**Exercise description**
An exact transcription of the lines below, from the first through the one containing "Q: Tag each instance of the white surface", is the only output wanted.

(Items from a dataset)
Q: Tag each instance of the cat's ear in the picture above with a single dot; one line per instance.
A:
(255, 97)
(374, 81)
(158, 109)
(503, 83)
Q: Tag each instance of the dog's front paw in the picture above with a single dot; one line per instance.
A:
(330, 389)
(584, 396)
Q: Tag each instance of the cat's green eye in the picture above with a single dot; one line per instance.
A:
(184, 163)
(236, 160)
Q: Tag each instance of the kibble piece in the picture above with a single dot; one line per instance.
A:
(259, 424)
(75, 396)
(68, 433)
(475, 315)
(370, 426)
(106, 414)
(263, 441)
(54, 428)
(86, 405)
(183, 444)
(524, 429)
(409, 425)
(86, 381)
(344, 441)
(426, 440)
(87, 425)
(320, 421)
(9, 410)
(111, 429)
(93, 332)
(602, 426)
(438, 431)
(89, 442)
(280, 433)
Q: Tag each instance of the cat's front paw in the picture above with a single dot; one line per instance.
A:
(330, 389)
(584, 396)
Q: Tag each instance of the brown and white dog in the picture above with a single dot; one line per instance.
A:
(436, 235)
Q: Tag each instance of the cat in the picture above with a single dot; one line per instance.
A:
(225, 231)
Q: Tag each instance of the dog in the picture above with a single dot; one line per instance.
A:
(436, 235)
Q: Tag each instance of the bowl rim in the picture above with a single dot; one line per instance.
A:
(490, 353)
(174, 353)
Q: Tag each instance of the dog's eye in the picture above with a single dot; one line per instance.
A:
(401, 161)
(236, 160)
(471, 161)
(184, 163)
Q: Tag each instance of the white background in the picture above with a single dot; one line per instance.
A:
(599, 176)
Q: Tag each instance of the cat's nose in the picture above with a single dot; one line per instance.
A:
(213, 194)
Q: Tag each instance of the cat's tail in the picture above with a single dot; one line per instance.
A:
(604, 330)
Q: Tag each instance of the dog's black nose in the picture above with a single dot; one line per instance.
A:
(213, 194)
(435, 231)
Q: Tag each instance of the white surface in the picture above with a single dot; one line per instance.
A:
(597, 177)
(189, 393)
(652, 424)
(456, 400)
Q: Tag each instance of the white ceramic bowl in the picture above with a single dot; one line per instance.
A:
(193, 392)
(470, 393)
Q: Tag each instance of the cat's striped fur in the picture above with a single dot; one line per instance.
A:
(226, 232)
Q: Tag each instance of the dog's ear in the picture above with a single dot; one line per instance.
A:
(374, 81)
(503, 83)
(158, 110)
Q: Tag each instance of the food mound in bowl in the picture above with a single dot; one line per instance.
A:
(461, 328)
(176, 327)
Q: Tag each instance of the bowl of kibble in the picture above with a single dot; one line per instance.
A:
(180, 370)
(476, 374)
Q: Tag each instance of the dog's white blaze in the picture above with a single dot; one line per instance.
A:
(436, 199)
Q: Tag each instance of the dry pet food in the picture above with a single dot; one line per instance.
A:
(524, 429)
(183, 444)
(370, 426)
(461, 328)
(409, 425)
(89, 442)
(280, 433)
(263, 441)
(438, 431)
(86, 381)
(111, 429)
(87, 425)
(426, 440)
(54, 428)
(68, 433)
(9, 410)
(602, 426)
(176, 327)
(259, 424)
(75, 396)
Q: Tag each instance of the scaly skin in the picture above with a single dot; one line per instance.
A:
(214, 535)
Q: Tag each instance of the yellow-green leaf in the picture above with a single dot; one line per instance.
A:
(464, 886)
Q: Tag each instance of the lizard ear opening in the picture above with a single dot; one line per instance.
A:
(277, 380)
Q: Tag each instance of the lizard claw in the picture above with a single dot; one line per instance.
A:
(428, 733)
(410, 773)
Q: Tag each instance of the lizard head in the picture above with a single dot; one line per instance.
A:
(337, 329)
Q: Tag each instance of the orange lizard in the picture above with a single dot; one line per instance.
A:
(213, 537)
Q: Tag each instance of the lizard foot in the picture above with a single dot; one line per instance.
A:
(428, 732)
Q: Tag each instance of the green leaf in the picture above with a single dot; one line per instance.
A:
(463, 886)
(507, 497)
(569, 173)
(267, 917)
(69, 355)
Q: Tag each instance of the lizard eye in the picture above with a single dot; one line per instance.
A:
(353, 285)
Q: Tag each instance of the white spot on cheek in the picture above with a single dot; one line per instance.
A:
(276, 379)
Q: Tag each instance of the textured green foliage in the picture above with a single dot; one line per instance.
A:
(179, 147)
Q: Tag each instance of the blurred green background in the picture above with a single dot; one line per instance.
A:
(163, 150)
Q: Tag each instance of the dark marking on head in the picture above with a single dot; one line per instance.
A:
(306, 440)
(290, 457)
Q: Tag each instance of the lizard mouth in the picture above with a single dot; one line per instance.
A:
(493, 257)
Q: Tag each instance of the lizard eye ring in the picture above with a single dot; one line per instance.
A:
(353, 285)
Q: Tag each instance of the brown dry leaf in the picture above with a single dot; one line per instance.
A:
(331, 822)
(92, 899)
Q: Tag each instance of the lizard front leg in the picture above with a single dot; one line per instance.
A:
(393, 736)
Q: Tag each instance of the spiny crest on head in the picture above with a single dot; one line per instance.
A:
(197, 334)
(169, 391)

**Task solution**
Q: Tag each instance of the cat's ear in the picture above with a single dot; one line per instance.
A:
(255, 97)
(374, 81)
(158, 109)
(503, 83)
Q: Tag each instance of the dog's front paw in the picture above with a single dot; one line per instance.
A:
(330, 389)
(584, 396)
Q: Tag each instance of the cat's green eye in the picture above with a single dot; one line per instance.
A:
(184, 163)
(236, 160)
Q: Tag each instance of the kibble piece in the picture above with a single dot; one line per instance.
A:
(259, 424)
(75, 396)
(68, 433)
(475, 315)
(370, 426)
(106, 414)
(263, 441)
(54, 428)
(86, 405)
(183, 444)
(524, 429)
(409, 425)
(86, 381)
(344, 441)
(426, 440)
(87, 425)
(320, 421)
(9, 410)
(111, 429)
(93, 332)
(602, 426)
(438, 431)
(89, 442)
(280, 433)
Q: Tag each instance of the cat's front paw in the picture above with a single dot; one line per instance.
A:
(330, 389)
(584, 396)
Q: Tag each instance of the brown and white dog in the picture above with a single dot; one line per instance.
A:
(436, 235)
Q: Tag each instance of the cat in the picture above with a single dot; one line per instance.
A:
(225, 231)
Q: Tag each instance of the dog in the picture above with a single dot; one line per instance.
A:
(436, 235)
Q: Tag each instance of the bowl rim in the picture above with a single dot; one line per instance.
A:
(490, 353)
(174, 353)
Q: Tag each instance of the dog's eye in the picture above with a single dot; one line per instance.
A:
(401, 161)
(236, 160)
(471, 161)
(184, 163)
Q: Tag each instance of the white background in the picture above with a single dot; one line per instance.
A:
(599, 176)
Q: Tag each instance of the cat's nose in the picture above with a single dot; one line per instance.
A:
(213, 194)
Q: Tag each instance of the cat's tail in the picture above with a single dot; one line per instance.
A:
(604, 330)
Q: Tag each instance of the dog's black nose in the picture above with a single dot; one line per instance.
A:
(213, 194)
(435, 231)
Q: Tag each instance of the white surface in the picture above with a single dot; one line per instance.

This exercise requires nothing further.